[Записи с ограничивающими рамками]
--*--

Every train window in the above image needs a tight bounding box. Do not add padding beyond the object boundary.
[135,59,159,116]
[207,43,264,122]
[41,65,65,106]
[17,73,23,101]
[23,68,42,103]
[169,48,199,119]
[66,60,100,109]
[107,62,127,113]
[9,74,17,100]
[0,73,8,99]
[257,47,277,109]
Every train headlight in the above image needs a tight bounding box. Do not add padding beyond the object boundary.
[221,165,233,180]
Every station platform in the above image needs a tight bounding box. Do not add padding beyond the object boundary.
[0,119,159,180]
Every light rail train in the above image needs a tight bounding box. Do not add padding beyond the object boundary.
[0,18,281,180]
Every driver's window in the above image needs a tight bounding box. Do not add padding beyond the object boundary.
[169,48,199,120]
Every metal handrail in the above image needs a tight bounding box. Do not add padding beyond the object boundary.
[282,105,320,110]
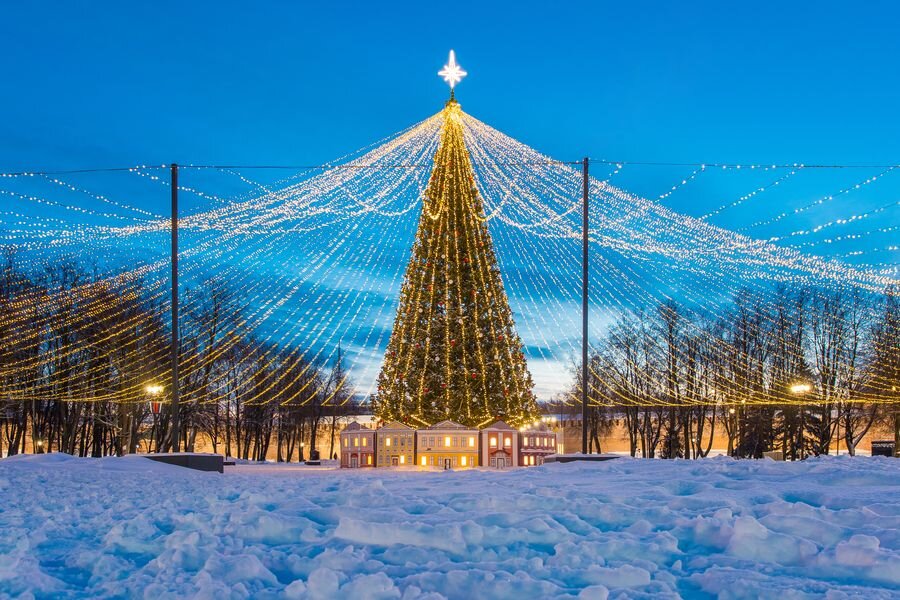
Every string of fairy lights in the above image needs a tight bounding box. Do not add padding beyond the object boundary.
[0,104,900,412]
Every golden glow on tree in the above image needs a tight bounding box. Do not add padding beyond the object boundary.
[374,97,538,426]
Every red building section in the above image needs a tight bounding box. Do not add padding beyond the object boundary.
[481,421,519,469]
[519,425,556,467]
[341,423,375,469]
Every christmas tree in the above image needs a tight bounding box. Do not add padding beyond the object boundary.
[374,75,537,426]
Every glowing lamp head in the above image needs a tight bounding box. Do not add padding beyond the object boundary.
[438,50,468,91]
[791,383,812,394]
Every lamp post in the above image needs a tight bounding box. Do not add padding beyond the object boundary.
[144,383,163,452]
[790,382,812,460]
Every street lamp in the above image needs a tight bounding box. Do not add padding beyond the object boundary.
[788,382,812,460]
[144,383,165,452]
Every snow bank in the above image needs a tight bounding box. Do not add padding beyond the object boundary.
[0,454,900,600]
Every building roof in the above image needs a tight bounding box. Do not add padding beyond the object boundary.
[425,420,475,429]
[378,421,413,431]
[341,421,372,433]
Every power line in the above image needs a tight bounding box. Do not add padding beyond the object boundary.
[0,158,900,177]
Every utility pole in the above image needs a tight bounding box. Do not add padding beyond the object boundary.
[581,157,589,454]
[169,163,181,452]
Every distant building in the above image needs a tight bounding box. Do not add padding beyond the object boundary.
[416,421,478,469]
[375,421,416,467]
[341,422,375,469]
[341,421,560,469]
[481,421,519,469]
[519,423,557,467]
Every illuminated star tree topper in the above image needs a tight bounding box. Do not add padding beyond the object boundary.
[438,50,468,92]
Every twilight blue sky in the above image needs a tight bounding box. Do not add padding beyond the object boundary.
[0,1,900,398]
[0,2,900,176]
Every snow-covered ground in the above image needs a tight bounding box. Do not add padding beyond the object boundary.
[0,455,900,600]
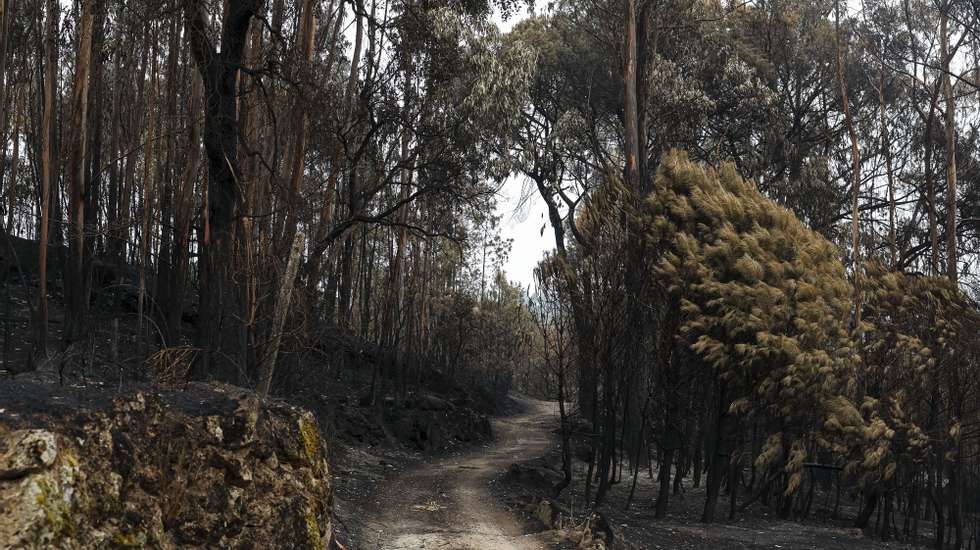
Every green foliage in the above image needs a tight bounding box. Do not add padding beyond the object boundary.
[643,152,857,488]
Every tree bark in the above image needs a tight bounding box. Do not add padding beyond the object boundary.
[257,231,306,399]
[184,0,262,380]
[30,0,60,367]
[62,0,94,348]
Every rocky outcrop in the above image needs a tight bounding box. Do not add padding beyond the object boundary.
[0,382,331,550]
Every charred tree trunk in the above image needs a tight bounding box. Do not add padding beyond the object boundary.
[185,0,262,380]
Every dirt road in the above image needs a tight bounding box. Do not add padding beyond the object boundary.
[361,399,556,550]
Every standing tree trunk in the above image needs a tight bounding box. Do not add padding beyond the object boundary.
[834,0,861,331]
[939,1,960,286]
[62,0,94,348]
[184,0,262,380]
[30,0,60,367]
[257,231,306,398]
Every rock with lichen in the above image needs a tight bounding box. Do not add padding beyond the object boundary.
[0,382,331,550]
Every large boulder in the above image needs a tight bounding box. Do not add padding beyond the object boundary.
[0,382,331,550]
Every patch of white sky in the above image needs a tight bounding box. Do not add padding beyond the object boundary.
[494,4,555,290]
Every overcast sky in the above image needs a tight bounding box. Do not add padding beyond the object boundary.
[494,7,555,288]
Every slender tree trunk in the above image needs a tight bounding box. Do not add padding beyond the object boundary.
[939,5,960,284]
[31,0,60,366]
[62,0,94,347]
[257,231,306,398]
[834,0,862,331]
[878,64,898,269]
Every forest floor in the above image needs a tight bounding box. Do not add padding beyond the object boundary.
[337,398,563,550]
[499,440,922,550]
[334,392,928,550]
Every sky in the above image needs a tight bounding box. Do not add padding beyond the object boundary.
[494,6,555,288]
[497,177,555,288]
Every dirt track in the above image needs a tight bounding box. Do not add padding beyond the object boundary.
[362,399,555,550]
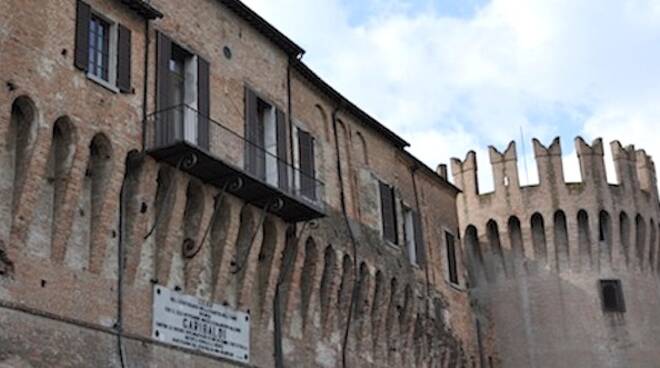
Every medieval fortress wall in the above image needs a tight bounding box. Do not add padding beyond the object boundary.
[452,138,660,367]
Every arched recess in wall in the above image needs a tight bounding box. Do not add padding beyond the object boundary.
[253,216,279,316]
[337,254,355,328]
[598,210,612,265]
[314,104,334,142]
[655,220,660,274]
[486,220,507,277]
[399,284,415,338]
[300,236,319,323]
[371,270,385,347]
[206,196,238,300]
[619,211,631,266]
[465,225,486,286]
[280,226,299,317]
[507,216,525,274]
[648,219,658,270]
[27,117,76,257]
[0,96,39,237]
[355,132,369,166]
[225,204,259,307]
[337,119,355,213]
[319,245,337,325]
[530,212,548,265]
[149,165,176,284]
[176,179,205,290]
[66,133,112,271]
[648,219,658,270]
[355,262,371,320]
[554,210,570,272]
[635,214,646,268]
[385,278,399,346]
[119,150,148,284]
[578,210,592,269]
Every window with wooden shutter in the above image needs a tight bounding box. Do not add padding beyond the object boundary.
[117,24,131,93]
[275,109,290,191]
[380,182,398,244]
[197,56,211,151]
[74,0,92,71]
[412,211,426,266]
[445,232,458,284]
[74,0,132,93]
[155,32,176,146]
[298,129,316,200]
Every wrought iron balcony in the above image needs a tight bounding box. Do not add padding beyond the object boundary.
[144,105,325,222]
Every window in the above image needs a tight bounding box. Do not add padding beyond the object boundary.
[403,207,418,265]
[245,87,291,190]
[74,1,131,93]
[155,32,210,150]
[445,232,458,284]
[295,128,317,201]
[403,206,425,266]
[380,182,398,244]
[600,280,626,313]
[87,15,110,82]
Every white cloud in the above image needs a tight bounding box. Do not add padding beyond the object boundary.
[246,0,660,189]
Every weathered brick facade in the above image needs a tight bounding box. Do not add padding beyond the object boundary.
[0,0,483,367]
[452,138,660,368]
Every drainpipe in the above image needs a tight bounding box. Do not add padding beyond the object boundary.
[142,18,151,151]
[410,164,431,308]
[332,103,360,368]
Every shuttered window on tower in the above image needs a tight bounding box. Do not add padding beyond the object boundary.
[155,32,211,151]
[74,0,132,93]
[379,182,398,244]
[445,232,458,284]
[244,86,291,191]
[298,129,317,200]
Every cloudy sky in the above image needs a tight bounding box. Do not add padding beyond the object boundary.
[244,0,660,191]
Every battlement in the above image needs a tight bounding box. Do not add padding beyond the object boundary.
[451,137,658,199]
[452,137,660,282]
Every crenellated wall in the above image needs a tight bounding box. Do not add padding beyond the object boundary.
[452,137,660,367]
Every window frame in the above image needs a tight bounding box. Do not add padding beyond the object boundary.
[86,9,119,93]
[292,121,320,202]
[598,279,626,313]
[401,203,420,267]
[378,180,400,248]
[443,230,461,286]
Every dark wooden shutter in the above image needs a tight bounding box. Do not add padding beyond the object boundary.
[73,0,92,71]
[445,232,458,284]
[117,24,131,93]
[245,87,266,179]
[298,129,316,200]
[380,183,397,244]
[197,56,211,151]
[412,211,426,266]
[155,32,176,146]
[275,109,290,191]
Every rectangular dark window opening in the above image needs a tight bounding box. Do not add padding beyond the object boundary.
[600,280,626,313]
[298,129,316,200]
[445,232,458,284]
[88,14,111,82]
[380,182,398,244]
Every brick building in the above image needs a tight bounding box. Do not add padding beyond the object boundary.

--*--

ЗАДАНИЕ> Покажите все строки приведенного выше списка, в которых встречается слово «with». Учитывайте регистр букв.

ОТВЕТ>
Every rock with lichen in the above image needs a tight bounding box. Do not add padding beyond the object boundary.
Every window with wooden shutter in the above image needs a tight bounding box. Do not add padding beyond the object boundary.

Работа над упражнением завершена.